• _SOURCE EXCERPT_:
Speeding up anticlustering

Martin Papenberg

library(anticlust)

This vignette documents various ways by which the speed of the anticlustering method implemented in the anticlust package can be adjusted. Speedup is particularly useful for large data sets when the default anticlustering algorithm becomes too slow. A fast method may also be desirable for testing purposes, even if the final anticlustering is based on a slower method.

The exchange algorithm

The default anticlustering algorithm works by exchanging data points between clusters in such a way that exchanges improve the anticlustering objective as much as possible. Details on the exchange method may also be found in Papenberg and Klau (2021; https://doi.org/10.1037/met0000301), Papenberg (2023; https://doi.org/10.1111/bmsp.12315), or the anticlust documentation (?anticlustering). Basically, running more exchanges tends to improve the results, but the improvements are diminishing with many repetitions—especially for large data sets. So, to speed up anticlustering(), we can reduce the number of exchanges. Here we will learn how to do that. However, first we learn how to slow down anticlustering. Slowing down can lead to better results and is recommended if you have the time.

Slowing down

The default exchange algorithm (anticlustering(..., method = "exchange")) iterates through all input elements and attempts to improve the anticlustering by swapping each input element with a element that is currently assigned to a different cluster. No swap is conducted if an element cannot be swapped in such a way that the anticlustering objective is improved. The process stops after all possible exchanges have been evaluated for each element. When the number of input elements is \(N\), this process leads to approximately \(N^2\)—or \(O(N^2)\)—attempted exchanges, because each element is swapped with all elements that are currently assigned to a different cluster. To give a concrete example, when having \(N = 100\) data points and \(K = 4\) equal-sized groups, 75 swaps are evaluated for each element and the best swap is realized. This leads to 100 * 75 = 7500 exchanges that have to be conducted during the entire exchange algorithm, and for each exchange the objective function has to be re-evaluated. This is less exchanges than \(N^2 = 100^2 = 10000\) because we skip exchanges with the 25 elements that are currently in the same cluster (including itself). However, according to the Big O notation, we would still classify the number of exchanges as \(O(N^2)\), independent of the number of groups. Thus, the total theoretical run time of the exchange method is \(O(N^2)\) multiplied with the effort needed to compute an anticlustering objective.

The results of the exchange method can be improved by not stopping after a single iteration through the data set; instead we may repeat the process until no single exchange is able to further improve the anticlustering objective, i.e., until a local maximum is found. This happens if we use anticlustering(..., method = "local-maximum"). This method corresponds to the algorithm “LCW” in Weitz and Lakshminarayanan (1998). Using the local maximum method leads to more exchanges and thus to longer running time, but also better results than the default exchange method.

Let’s compare the two exchange methods with regard to their running time, using the iris data set, which contains 150 elements.

• _PROVIDED MATERIAL_:
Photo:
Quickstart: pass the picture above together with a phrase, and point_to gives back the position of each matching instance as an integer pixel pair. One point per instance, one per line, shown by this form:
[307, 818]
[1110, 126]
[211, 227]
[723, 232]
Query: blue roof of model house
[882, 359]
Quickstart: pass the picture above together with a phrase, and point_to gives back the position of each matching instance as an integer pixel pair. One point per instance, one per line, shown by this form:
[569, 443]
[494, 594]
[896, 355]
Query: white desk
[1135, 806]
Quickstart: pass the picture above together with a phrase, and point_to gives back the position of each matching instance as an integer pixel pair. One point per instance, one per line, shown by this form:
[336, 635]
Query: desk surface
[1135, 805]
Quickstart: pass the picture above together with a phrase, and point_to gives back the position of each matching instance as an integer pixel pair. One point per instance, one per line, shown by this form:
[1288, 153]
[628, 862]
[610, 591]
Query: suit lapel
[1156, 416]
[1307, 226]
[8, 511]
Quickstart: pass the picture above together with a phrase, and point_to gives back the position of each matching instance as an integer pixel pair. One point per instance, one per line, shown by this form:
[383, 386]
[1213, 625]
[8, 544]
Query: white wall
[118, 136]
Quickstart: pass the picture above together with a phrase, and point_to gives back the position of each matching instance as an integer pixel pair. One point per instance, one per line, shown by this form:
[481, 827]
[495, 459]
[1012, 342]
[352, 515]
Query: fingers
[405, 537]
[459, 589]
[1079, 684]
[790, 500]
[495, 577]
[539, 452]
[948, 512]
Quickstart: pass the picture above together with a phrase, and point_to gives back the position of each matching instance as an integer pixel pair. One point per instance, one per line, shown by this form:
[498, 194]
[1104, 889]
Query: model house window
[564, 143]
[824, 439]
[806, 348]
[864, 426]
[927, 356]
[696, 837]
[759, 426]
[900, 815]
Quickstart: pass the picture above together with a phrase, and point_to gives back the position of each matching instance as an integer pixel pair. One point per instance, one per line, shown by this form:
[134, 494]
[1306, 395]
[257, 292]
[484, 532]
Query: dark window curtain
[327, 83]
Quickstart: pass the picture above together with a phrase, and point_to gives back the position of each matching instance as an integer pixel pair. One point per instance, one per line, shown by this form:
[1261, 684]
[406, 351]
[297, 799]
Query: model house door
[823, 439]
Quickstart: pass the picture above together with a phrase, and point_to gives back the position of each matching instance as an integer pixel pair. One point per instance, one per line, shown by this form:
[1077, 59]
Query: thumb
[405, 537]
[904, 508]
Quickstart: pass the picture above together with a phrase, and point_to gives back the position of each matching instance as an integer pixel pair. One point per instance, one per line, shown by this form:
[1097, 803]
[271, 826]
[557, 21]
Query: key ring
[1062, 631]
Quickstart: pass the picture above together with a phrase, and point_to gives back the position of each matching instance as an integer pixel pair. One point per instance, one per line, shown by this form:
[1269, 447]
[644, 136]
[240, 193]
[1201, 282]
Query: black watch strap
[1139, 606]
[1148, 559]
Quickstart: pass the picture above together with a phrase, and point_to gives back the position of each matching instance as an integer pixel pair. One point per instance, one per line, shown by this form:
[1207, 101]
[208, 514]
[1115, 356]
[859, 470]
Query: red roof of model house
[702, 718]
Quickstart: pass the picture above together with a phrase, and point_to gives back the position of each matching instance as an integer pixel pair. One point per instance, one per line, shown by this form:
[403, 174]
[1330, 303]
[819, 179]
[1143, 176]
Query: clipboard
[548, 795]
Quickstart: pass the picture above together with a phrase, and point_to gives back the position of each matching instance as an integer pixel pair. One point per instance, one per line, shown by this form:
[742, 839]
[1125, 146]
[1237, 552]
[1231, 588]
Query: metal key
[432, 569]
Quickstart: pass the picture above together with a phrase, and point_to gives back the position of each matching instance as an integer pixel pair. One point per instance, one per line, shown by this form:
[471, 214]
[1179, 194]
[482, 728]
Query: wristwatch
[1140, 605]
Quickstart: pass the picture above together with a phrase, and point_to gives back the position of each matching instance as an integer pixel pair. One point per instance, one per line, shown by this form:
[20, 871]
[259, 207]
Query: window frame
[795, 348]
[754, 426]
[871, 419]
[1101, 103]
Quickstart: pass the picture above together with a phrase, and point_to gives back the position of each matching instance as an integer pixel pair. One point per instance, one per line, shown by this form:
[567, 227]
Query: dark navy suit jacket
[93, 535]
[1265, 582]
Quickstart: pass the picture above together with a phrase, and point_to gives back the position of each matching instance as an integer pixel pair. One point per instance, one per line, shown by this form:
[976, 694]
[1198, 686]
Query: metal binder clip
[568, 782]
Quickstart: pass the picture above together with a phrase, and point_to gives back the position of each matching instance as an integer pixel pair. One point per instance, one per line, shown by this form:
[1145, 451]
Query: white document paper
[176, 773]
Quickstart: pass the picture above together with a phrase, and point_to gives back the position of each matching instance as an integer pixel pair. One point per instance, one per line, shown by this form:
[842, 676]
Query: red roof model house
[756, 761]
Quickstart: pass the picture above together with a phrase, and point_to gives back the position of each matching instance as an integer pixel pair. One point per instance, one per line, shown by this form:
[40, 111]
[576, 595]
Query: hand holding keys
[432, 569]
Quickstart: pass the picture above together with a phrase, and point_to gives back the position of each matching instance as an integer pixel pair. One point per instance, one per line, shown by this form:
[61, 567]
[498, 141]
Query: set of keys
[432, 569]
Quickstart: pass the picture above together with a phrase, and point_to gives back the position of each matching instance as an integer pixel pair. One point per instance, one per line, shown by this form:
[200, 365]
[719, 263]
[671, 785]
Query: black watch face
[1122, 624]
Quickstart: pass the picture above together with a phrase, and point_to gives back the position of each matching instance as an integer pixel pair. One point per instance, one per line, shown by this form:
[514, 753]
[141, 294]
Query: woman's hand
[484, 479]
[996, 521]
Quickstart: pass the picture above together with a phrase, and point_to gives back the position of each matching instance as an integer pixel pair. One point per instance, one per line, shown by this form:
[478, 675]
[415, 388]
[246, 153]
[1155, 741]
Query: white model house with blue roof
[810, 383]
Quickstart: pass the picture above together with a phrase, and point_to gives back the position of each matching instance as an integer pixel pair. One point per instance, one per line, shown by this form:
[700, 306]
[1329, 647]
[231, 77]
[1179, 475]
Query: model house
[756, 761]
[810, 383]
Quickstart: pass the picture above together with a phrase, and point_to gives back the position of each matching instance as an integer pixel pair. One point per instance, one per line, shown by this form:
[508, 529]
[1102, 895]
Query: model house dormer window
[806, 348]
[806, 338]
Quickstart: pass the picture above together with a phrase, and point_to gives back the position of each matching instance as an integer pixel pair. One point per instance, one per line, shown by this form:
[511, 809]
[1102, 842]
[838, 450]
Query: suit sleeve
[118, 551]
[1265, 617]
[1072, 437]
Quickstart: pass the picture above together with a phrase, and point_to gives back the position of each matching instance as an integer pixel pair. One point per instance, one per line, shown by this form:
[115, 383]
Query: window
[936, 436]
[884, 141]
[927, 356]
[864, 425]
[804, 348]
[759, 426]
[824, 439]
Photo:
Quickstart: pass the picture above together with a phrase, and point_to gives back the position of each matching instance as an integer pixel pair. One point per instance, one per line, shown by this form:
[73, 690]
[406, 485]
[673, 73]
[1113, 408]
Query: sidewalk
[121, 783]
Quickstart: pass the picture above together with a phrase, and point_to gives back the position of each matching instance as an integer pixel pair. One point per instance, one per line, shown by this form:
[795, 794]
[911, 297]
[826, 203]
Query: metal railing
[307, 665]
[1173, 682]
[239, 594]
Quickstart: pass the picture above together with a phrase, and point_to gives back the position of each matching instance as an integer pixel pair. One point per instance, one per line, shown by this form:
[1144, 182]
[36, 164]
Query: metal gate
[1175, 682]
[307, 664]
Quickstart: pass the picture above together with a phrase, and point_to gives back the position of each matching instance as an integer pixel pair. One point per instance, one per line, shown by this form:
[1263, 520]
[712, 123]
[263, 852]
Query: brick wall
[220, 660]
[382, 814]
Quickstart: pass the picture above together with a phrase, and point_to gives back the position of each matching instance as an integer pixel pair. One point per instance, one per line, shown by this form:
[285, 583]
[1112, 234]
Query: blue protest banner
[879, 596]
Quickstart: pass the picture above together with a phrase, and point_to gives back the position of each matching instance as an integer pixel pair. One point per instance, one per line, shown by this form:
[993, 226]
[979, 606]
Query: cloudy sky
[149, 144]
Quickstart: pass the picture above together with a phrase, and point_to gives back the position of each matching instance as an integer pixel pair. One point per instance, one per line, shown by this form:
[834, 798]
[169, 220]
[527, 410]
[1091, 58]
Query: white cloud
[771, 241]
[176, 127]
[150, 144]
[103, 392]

• _WRITTEN REQUEST 1_:
In the anticlustering text, how many swaps are evaluated for each element when there are 100 data points and 4 equal-sized groups?
• _WRITTEN REQUEST 2_:
Pull the passage of the anticlustering text word for word from "The default anticlustering algorithm works" to "have the time.".

• _WRITTEN REPLY 1_:
75 swaps are evaluated for each element.

• _WRITTEN REPLY 2_:
The default anticlustering algorithm works by exchanging data points between clusters in such a way that exchanges improve the anticlustering objective as much as possible. Details on the exchange method may also be found in Papenberg and Klau (2021; https://doi.org/10.1037/met0000301), Papenberg (2023; https://doi.org/10.1111/bmsp.12315), or the anticlust documentation (?anticlustering). Basically, running more exchanges tends to improve the results, but the improvements are diminishing with many repetitions—especially for large data sets. So, to speed up anticlustering(), we can reduce the number of exchanges. Here we will learn how to do that. However, first we learn how to slow down anticlustering. Slowing down can lead to better results and is recommended if you have the time.